WHAT YOU HAVE TO DO — Please list every data source named in the source table of the futures research page below.

SELECTED EXTRACT —
Research only. No live trading, no execution code. This phase answers one question honestly: does a tradeable edge survive real futures costs and a prop firm's drawdown rules? Built on the discipline of the au2 / Au2qwen edge investigation (see
docs/METHODOLOGY.md).
au2 proved on BTC that a prop challenge is −EV by construction when no edge clears costs. Au2fut re-asks the question on CME micro futures (MES/MNQ/MGC) and futures prop firms (Topstep/Apex), where costs are a few $ per contract and equity indices carry real trend — but it refuses to build any trading infra until the edge is proven net of costs, out-of-sample and forward.
pip install -r requirements.txt
cp .env.example .env # research-only; no live keysdata/fetch.py bars — pluggable source (yahoo|databento|ibkr|csv), cached
└─ core/instruments.py exact tick value + $ cost model (env-overridable)
└─ diagnostics/edge_scan.py breakout net $/contract verdict
└─ diagnostics/mr_session.py session mean-reversion (pre-registered, OOS)
└─ diagnostics/oos_validate.py train/test + walk-forward OOS
└─ core/prop_rules.py Topstep/Apex trailing-DD machine
└─ diagnostics/prop_mc.py P(pass), EV (--strategy mr|breakout)
| Source | Depth | Setup |
|---|---|---|
yahoo (default) |
intraday ~60d (tiny OOS) | none |
databento |
CME Globex minute/tick, multi-year | pip install databento, DATABENTO_API_KEY |
ibkr |
IBKR historical (pacing-limited) | pip install ib_async, TWS/Gateway running |
csv |
whatever you export | data/csv/<SYM>_<interval>.csv or FUT_CSV_PATH |
Sub-hourly bars (5m/15m/30m) for databento/ibkr are aggregated from 1m, aligned
to midnight UTC so RTH filtering stays correct. All diagnostics are
source-agnostic — switching FUT_DATA_SOURCE changes nothing in the strategy
code. The whole point: re-run the MR OOS verdict on years of multi-regime data
the moment you plug in Databento/IBKR.
One command, any strategy, honest out-of-sample verdict (never an in-sample number):
python validate.py edge MES 5m 1y # Donchian breakout
python validate.py mr MES 5m 1y # session mean-reversion
python validate.py spread MES MNQ 5m 1y # cointegrated spread MRFor deep multi-regime data (the only way to trust the verdict), set the source:
# PowerShell: $env:FUT_DATA_SOURCE="databento"; $env:DATABENTO_API_KEY="db-..."
FUT_DATA_SOURCE=databento DATABENTO_API_KEY=db-... python validate.py mr MNQ 5m 1yLower-level tools the CLI wraps:
python -m data.fetch MES 1h 60d # sanity-check data
python -m diagnostics.edge_scan MES 1h 60d # in-sample sweep (context)

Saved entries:
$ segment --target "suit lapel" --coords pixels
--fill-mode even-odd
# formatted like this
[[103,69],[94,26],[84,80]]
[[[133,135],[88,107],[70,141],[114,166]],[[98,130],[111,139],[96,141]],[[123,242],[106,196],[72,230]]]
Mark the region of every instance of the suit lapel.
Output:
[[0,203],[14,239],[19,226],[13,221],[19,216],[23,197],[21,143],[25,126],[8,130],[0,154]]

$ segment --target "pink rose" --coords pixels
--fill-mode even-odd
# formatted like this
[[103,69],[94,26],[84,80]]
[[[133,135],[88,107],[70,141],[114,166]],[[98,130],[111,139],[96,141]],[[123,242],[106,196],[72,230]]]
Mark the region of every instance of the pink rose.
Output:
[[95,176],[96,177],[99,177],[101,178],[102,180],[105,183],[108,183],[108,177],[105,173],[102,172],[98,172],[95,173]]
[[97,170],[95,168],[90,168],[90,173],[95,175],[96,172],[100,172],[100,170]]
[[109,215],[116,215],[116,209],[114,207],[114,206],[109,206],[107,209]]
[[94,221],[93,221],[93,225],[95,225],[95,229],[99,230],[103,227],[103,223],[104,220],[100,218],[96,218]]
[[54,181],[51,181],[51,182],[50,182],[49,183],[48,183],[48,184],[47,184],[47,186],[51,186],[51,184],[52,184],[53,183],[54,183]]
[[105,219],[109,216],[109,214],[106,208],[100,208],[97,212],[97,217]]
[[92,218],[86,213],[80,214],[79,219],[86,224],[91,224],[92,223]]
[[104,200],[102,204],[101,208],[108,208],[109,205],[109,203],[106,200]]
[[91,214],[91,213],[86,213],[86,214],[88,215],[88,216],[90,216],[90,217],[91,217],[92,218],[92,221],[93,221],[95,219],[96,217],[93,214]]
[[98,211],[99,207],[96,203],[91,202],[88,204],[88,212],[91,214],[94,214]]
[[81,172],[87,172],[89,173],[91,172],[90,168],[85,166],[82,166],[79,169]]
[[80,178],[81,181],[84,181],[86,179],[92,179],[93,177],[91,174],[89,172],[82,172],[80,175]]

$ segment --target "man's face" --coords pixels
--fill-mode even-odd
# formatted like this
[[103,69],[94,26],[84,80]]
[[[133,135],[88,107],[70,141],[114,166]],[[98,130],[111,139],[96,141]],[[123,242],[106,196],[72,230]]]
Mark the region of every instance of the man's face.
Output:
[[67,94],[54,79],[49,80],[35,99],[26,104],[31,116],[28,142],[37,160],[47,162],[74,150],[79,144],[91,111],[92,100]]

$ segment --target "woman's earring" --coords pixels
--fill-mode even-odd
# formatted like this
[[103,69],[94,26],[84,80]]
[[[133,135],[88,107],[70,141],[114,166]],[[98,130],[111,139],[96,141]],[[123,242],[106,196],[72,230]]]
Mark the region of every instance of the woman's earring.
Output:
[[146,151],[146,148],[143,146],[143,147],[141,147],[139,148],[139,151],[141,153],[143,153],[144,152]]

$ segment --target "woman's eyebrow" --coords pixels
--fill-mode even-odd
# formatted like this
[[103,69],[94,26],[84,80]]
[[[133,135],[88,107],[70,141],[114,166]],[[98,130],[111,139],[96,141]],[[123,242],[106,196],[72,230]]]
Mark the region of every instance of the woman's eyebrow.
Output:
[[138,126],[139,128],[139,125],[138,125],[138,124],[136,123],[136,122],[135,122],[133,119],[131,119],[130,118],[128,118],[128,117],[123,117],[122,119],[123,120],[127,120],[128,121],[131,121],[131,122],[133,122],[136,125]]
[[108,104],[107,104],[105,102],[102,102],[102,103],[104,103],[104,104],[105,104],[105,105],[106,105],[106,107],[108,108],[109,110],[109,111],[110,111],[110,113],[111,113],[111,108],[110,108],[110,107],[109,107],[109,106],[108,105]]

FINAL ANSWER — yahoo (default), databento, ibkr, csv